[Consegna 1]
Nel brano fornito, quante borse nazionali prevede il bando?
[Consegna 2]
Secondo il brano fornito, che cosa chiede la manifestazione davanti a Montecitorio? Elenca tutti i punti.
[Consegna 3]
Trascrivi parola per parola la parte del brano fornito che comincia con "Quest’ultima, però, ancora" e termina con "aspetti del bando.".

[Brano fornito]
--*--

Quest’ultima, però, ancora non è arrivata. E finché non si saprà quali sono le scuole accreditate in cui mettere i posti a concorso, il bando non potrà essere pubblicato. La nuova normativa, poi, impone che tra l’emanazione del bando e le prove debbano passare 60 giorni.
Il Miur ha annunciato che il nuovo regolamento uscirà domani; il che vuol dire che, se va bene, il concorso si farà a novembre. Ma gli aspiranti specializzandi sono molto preoccupati e lo sono anche i direttori dei dipartimenti di Medicina.
Oggi, davanti a Montecitorio, ci sarà una manifestazione indetta dalle associazioni dei giovani medici, tra cui Federspecializzandi, per chiedere non solo che si sblocchi subito l’accreditamento e che quest’ultimo venga fatto con criteri meno stringenti ma anche che vengano aumentate le borse e i contratti per i futuri specializzandi e che vengano corretti alcuni aspetti del bando.
Quest’ultimo, infatti, prevede 6105 borse nazionali (a cui forse se ne aggiungeranno altre 600 finanziate da regioni e privati) a fronte, come detto, di circa 15 mila aspiranti specializzandi.
Inoltre, per la prima volta, si sceglierà la specializzazione solo dopo aver sostenuto la prova, una novità che l’Anaao giovani ha già bollato come “assurda”.
L’Aquila: a rischio due scuole di specializzazione
“Siamo ancora in attesa di conoscere l’esito della valutazione dell’osservatorio ma dai documenti, non ufficiali e non firmati dal ministro, filtrati finora sembrerebbero a rischio, per Univaq, due scuole di specializzazione: Cardiologia e Neurologia”.

--*--

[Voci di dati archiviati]
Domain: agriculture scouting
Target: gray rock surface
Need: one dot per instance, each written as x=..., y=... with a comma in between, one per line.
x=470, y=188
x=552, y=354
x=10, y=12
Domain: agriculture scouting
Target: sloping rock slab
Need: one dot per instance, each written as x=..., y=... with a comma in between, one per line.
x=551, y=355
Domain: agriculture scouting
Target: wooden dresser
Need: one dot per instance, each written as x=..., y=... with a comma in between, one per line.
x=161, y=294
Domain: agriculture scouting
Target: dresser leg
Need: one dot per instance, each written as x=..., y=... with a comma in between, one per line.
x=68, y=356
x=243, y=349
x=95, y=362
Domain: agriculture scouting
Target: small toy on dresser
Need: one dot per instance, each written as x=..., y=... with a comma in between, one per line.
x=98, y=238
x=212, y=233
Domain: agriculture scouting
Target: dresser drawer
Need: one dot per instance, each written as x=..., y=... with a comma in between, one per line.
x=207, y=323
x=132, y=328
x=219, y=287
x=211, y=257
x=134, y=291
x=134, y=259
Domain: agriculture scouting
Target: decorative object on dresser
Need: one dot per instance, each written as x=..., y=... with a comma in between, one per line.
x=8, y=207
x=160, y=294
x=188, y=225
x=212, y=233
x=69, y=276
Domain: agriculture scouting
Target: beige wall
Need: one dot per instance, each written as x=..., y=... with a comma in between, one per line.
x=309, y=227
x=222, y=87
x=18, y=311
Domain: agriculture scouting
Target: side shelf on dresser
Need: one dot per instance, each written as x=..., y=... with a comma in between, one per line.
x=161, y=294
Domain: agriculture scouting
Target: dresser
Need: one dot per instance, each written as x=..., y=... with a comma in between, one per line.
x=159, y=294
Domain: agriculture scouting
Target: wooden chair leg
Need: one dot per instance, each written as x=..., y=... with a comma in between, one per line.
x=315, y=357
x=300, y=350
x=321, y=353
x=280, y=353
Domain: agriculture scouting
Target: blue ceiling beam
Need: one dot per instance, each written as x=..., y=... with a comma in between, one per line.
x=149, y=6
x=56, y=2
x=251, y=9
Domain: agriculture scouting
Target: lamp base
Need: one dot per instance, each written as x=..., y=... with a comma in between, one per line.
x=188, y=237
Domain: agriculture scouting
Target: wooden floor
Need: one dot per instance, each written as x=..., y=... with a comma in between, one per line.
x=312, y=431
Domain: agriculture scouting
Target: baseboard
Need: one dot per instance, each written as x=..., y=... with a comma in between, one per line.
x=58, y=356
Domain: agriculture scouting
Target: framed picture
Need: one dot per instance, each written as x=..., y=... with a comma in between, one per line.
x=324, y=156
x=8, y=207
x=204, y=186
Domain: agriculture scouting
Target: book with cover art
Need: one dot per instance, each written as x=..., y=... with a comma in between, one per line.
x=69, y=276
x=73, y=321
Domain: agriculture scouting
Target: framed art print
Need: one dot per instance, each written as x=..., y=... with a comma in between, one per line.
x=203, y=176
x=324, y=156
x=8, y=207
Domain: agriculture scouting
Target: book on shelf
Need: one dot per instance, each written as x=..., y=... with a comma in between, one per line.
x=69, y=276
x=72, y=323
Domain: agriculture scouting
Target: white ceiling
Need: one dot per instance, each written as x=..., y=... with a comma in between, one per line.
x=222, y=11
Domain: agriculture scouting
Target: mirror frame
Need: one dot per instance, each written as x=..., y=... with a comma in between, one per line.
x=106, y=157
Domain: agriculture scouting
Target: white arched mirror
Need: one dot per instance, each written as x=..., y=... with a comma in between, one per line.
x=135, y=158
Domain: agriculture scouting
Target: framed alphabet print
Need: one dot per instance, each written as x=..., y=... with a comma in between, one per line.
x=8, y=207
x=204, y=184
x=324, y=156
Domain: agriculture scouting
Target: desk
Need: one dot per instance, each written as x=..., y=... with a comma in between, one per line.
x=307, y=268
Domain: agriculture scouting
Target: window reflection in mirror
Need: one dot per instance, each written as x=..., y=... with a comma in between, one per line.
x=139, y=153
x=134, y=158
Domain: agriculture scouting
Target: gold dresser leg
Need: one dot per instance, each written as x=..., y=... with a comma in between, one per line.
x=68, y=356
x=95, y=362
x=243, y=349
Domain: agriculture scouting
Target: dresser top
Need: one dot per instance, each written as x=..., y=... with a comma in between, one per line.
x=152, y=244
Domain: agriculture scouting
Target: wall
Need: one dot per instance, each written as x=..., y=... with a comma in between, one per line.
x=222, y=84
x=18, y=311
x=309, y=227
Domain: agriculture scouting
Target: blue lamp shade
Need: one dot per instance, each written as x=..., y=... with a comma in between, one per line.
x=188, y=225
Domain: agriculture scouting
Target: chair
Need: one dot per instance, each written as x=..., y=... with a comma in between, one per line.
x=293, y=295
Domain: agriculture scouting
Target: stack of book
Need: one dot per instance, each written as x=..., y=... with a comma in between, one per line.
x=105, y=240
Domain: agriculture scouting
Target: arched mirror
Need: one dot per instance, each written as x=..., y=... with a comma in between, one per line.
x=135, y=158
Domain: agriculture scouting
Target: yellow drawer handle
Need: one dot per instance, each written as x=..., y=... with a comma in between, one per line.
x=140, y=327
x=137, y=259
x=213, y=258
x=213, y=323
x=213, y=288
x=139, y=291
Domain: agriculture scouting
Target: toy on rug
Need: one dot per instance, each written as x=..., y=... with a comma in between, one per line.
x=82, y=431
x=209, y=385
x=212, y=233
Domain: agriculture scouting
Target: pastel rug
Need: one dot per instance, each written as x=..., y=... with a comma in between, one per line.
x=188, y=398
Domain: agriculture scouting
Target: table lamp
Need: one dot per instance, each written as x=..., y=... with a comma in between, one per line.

--*--

[Risposta 1]
6105 borse nazionali.

[Risposta 2]
- Sbloccare subito l'accreditamento
- Fare l'accreditamento con criteri meno stringenti
- Aumentare le borse e i contratti per i futuri specializzandi
- Correggere alcuni aspetti del bando

[Risposta 3]
Quest’ultima, però, ancora non è arrivata. E finché non si saprà quali sono le scuole accreditate in cui mettere i posti a concorso, il bando non potrà essere pubblicato. La nuova normativa, poi, impone che tra l’emanazione del bando e le prove debbano passare 60 giorni.
Il Miur ha annunciato che il nuovo regolamento uscirà domani; il che vuol dire che, se va bene, il concorso si farà a novembre. Ma gli aspiranti specializzandi sono molto preoccupati e lo sono anche i direttori dei dipartimenti di Medicina.
Oggi, davanti a Montecitorio, ci sarà una manifestazione indetta dalle associazioni dei giovani medici, tra cui Federspecializzandi, per chiedere non solo che si sblocchi subito l’accreditamento e che quest’ultimo venga fatto con criteri meno stringenti ma anche che vengano aumentate le borse e i contratti per i futuri specializzandi e che vengano corretti alcuni aspetti del bando.